• _WORK REQUIRED_
The reply should contain each record below, returned exactly as given.
== == ==
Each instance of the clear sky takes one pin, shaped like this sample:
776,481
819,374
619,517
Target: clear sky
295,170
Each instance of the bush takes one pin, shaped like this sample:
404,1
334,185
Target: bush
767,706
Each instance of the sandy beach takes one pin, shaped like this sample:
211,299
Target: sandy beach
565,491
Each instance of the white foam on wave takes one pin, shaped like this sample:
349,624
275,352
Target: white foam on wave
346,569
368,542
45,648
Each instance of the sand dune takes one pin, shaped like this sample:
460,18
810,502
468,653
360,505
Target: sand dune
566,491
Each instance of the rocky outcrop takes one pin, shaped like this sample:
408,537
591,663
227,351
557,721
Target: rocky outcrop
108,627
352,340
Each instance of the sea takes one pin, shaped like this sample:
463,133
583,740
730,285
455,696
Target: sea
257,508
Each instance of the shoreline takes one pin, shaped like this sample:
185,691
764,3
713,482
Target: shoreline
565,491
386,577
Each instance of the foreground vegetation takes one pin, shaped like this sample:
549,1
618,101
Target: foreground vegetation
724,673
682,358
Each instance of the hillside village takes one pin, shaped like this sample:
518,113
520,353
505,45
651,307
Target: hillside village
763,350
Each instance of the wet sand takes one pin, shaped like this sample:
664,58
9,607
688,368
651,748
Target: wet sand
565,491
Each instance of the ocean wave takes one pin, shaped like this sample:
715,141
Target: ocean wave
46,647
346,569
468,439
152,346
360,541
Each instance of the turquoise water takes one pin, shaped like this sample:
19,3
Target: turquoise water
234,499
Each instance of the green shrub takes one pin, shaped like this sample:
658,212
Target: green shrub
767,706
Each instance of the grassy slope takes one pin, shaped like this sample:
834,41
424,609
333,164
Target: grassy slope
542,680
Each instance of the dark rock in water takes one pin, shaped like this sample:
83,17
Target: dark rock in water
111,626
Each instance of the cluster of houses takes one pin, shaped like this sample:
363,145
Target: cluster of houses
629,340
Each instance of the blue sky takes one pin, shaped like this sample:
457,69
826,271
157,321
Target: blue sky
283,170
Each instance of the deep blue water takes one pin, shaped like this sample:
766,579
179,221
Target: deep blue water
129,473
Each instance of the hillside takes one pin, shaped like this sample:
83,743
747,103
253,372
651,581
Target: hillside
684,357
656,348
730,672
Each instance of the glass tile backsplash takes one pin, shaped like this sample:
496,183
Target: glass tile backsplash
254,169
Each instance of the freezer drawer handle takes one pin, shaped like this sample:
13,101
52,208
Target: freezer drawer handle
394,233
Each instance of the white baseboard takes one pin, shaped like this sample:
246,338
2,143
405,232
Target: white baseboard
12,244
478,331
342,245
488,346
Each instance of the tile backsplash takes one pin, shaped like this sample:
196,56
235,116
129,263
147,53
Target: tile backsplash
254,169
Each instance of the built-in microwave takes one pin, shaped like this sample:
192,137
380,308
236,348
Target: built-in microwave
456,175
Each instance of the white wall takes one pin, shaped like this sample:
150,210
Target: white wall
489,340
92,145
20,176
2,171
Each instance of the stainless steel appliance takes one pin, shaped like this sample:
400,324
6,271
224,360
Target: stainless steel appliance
== == ==
• _ANSWER SECTION_
Each instance of the clear sky takes one pin, shaped like this sample:
776,481
819,374
619,517
Target: clear sky
295,170
Each instance of the bush takes one pin, shaped like this sample:
404,1
334,185
Target: bush
767,706
Each instance of the sandy beach takes one pin, shaped like this sample:
211,299
Target: sandy beach
565,491
Each instance of the white foam on wave takes one pin, shaped like this sample:
349,624
275,352
Target: white foam on wave
346,569
368,542
45,648
Each instance of the sand dune takes one pin, shaped like this sample:
460,18
810,502
468,653
360,505
Target: sand dune
566,491
Each instance of the rocky outcrop takes one pin, shaped like this sample:
408,537
591,663
227,351
557,721
Target: rocky outcrop
108,627
352,340
Each instance of the sea takes one pin, shaped like this sample:
463,133
583,740
730,285
455,696
Target: sea
257,508
Each instance of the shoreline takes one pin, shaped like this sample:
185,691
764,3
713,482
Target: shoreline
565,491
386,577
Each instance of the foreground vegetation takes one pin, shaped like this sample:
549,1
618,101
Target: foreground vegetation
724,673
682,358
Each instance of the hillside village takes one pin, shaped like this sample:
518,113
520,353
505,45
651,307
Target: hillside village
763,350
Each instance of the wet sand takes one pin, shaped like this sample:
664,58
9,607
688,368
651,748
Target: wet sand
565,491
Each instance of the ocean wave takes one pin, shaped like this sample:
715,141
Target: ocean wave
46,647
346,569
468,439
152,346
360,541
Each instance of the turquoise water takes one pin, shaped like this sample:
19,3
Target: turquoise water
234,499
Each instance of the green shrub takes one pin, shaped like this sample:
658,212
Target: green shrub
767,706
Each instance of the grassy slope takes one pin, shaped like this sample:
834,41
424,609
333,164
Target: grassy slope
542,680
Each instance of the dark rock in water takes one pin, shaped like this sample:
83,17
Target: dark rock in water
111,626
Each instance of the cluster of houses takes one pin, shaped like this sample:
363,145
Target: cluster of houses
629,340
Each instance of the blue sky takes one pin, shaped like this sample:
457,69
826,271
157,321
Target: blue sky
283,170
Each instance of the deep blue water takes one pin, shaped like this sample:
766,579
179,221
Target: deep blue water
129,473
Each instance of the hillside takes one pin, shaped like this sample:
83,743
747,103
253,372
651,581
Target: hillside
684,357
656,348
730,672
Each instance of the glass tile backsplash takes one pin, shaped like this sample:
496,183
Target: glass tile backsplash
254,169
Each instance of the freezer drawer handle takes one pin, shaped like this sample:
13,101
52,208
Target: freezer drawer handle
394,233
Each instance of the white baseboard takes one pin, shaped like this sample:
246,338
2,143
405,232
Target: white baseboard
12,244
478,331
342,245
488,346
Each instance of the tile backsplash takes one pin, shaped like this sample:
196,56
235,116
129,263
147,53
Target: tile backsplash
254,169
Each instance of the built-in microwave takes one pin, shaped like this sample:
192,137
380,308
236,348
Target: built-in microwave
456,175
Each instance of the white wall takes one pin, shaped like this sample:
150,210
Target: white wall
489,340
92,145
20,176
2,171
Each instance of the stainless steel appliance takes one pin, shaped like this sample:
400,324
6,271
224,360
Target: stainless steel appliance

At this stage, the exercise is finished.